- _Raw records_
--- START ---

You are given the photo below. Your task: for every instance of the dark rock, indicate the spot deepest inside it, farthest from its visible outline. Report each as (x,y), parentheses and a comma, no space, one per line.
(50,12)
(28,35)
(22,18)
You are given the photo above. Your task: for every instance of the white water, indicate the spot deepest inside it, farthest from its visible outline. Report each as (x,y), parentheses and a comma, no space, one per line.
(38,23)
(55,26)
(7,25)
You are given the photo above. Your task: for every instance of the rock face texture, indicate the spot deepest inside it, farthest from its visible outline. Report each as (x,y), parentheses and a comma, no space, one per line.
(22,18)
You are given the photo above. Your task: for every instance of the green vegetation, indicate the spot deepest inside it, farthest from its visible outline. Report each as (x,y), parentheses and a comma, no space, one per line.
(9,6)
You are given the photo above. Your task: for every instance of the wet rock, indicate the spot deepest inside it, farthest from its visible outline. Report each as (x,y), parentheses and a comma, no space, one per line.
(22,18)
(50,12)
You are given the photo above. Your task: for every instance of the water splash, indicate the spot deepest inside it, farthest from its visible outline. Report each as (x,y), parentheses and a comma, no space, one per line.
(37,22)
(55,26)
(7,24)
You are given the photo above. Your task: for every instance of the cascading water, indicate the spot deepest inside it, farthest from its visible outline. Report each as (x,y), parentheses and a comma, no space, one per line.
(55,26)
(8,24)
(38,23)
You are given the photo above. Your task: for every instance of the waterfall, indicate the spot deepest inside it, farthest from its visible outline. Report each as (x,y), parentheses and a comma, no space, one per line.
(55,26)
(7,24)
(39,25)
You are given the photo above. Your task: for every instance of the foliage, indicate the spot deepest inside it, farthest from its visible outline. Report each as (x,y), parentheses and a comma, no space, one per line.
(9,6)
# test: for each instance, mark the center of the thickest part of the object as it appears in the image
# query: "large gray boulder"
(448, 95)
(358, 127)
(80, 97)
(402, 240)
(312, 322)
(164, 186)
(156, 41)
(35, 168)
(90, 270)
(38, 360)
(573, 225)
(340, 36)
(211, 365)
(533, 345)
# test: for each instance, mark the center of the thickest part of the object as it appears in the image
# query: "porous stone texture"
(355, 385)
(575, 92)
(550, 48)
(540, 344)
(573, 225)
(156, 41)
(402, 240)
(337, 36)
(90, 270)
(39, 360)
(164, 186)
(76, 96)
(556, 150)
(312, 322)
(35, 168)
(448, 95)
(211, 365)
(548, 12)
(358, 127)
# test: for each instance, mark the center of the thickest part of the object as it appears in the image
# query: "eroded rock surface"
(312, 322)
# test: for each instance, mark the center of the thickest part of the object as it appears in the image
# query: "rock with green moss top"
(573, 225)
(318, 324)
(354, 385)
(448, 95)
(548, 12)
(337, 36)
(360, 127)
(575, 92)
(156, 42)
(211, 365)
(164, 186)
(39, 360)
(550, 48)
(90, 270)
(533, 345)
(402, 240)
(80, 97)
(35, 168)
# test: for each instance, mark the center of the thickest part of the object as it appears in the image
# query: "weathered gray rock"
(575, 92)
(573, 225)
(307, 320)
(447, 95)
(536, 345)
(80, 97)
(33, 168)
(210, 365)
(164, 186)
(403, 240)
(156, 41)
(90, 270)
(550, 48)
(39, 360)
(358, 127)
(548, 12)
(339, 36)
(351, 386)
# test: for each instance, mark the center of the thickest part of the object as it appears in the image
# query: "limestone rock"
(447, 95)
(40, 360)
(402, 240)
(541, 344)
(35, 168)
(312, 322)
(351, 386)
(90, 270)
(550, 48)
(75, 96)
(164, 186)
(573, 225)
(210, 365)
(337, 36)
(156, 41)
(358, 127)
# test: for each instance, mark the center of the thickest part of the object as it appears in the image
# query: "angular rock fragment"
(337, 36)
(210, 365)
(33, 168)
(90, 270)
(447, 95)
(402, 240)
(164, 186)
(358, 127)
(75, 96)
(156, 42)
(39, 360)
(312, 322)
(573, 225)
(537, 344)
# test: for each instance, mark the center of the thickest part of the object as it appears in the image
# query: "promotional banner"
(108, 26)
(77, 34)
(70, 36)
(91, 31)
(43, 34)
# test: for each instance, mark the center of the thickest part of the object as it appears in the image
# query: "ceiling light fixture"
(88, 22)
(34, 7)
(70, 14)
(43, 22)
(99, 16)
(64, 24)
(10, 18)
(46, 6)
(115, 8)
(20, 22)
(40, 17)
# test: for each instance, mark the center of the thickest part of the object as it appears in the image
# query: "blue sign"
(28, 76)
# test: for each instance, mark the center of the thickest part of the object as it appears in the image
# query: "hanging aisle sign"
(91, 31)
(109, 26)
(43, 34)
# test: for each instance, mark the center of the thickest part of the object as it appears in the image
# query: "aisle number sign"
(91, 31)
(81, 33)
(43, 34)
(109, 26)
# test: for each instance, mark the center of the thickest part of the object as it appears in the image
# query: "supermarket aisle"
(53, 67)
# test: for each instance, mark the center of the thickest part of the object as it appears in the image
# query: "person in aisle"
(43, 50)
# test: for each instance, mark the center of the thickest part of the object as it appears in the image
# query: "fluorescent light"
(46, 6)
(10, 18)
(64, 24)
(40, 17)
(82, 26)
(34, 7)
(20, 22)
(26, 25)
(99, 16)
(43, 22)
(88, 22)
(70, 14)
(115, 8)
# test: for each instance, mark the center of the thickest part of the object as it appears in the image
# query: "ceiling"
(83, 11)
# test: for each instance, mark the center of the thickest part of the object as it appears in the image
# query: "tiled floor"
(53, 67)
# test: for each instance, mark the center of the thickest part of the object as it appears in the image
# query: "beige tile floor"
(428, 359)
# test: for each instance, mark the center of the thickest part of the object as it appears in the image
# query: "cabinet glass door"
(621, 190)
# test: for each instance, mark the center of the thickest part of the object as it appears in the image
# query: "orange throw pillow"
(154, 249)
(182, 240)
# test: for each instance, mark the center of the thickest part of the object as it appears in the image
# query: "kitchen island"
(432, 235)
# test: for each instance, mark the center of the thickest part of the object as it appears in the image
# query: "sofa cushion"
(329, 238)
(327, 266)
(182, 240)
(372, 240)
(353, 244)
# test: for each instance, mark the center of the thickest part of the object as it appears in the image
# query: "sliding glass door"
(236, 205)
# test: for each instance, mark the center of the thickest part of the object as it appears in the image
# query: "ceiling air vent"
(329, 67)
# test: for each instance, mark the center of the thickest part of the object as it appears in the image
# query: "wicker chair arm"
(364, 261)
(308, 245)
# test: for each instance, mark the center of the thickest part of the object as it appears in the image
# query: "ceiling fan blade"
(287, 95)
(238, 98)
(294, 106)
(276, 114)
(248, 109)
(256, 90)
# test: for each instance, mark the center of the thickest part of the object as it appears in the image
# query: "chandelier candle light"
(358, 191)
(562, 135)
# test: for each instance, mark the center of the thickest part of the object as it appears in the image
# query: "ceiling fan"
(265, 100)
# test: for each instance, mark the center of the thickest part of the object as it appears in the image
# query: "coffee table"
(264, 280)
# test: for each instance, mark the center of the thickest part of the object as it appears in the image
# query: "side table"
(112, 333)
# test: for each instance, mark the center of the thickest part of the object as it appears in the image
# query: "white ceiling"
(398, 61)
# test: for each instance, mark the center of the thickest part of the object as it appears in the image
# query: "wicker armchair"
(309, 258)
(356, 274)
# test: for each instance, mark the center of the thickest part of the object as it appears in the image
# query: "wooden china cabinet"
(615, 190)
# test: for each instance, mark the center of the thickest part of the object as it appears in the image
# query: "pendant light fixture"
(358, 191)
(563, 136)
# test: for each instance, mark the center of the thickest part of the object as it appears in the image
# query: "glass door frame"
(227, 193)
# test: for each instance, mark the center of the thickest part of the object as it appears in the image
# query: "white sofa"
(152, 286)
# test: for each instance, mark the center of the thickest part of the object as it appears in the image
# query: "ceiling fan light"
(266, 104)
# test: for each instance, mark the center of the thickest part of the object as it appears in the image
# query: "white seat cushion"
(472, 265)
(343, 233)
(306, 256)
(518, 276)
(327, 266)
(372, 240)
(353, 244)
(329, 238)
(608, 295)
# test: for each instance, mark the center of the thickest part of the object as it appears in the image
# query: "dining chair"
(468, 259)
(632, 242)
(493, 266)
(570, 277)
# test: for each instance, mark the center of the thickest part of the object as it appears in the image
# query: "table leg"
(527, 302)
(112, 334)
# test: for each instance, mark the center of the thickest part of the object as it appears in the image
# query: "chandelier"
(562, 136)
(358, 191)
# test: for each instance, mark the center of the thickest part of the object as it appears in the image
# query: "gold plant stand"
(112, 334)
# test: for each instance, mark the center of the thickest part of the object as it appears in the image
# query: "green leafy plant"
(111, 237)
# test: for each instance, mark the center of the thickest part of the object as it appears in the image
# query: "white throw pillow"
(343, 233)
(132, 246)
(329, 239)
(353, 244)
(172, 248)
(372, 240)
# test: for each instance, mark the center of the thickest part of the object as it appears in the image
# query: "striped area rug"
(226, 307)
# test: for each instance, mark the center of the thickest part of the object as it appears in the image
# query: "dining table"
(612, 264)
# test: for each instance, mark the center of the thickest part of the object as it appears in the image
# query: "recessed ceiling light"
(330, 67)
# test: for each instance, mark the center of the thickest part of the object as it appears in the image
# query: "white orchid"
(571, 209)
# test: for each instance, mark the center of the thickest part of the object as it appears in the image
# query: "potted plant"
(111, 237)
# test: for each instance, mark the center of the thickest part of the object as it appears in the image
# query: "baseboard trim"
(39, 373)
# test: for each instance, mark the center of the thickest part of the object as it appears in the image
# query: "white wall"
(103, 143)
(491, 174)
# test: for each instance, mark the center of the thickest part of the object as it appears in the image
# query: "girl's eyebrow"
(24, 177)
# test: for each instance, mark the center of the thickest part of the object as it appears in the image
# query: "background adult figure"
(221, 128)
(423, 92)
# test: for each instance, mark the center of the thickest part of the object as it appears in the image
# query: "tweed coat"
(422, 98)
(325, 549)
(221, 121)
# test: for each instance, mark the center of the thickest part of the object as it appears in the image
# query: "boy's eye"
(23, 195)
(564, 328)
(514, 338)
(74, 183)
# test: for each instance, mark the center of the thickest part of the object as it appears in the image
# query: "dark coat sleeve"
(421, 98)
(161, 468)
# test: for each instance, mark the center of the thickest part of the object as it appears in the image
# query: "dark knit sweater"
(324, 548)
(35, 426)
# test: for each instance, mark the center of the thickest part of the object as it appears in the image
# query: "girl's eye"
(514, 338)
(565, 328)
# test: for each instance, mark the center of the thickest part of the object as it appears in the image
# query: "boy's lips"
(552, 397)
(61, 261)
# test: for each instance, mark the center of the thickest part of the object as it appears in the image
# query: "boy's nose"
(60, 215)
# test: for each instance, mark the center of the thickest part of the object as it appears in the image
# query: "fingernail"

--- END ---

- _Description of the task_
List every line of the records above that contains the string "dark", copying each such line in full.

- _Output of the exercise_
You are given the photo below. Your task: for every instance of the dark rock, indicate the spot deepest inside it, farthest from its visible outline. Report each as (x,y), parentheses and a comma, no space, one per line.
# query: "dark coat sleeve"
# query: "dark knit sweater"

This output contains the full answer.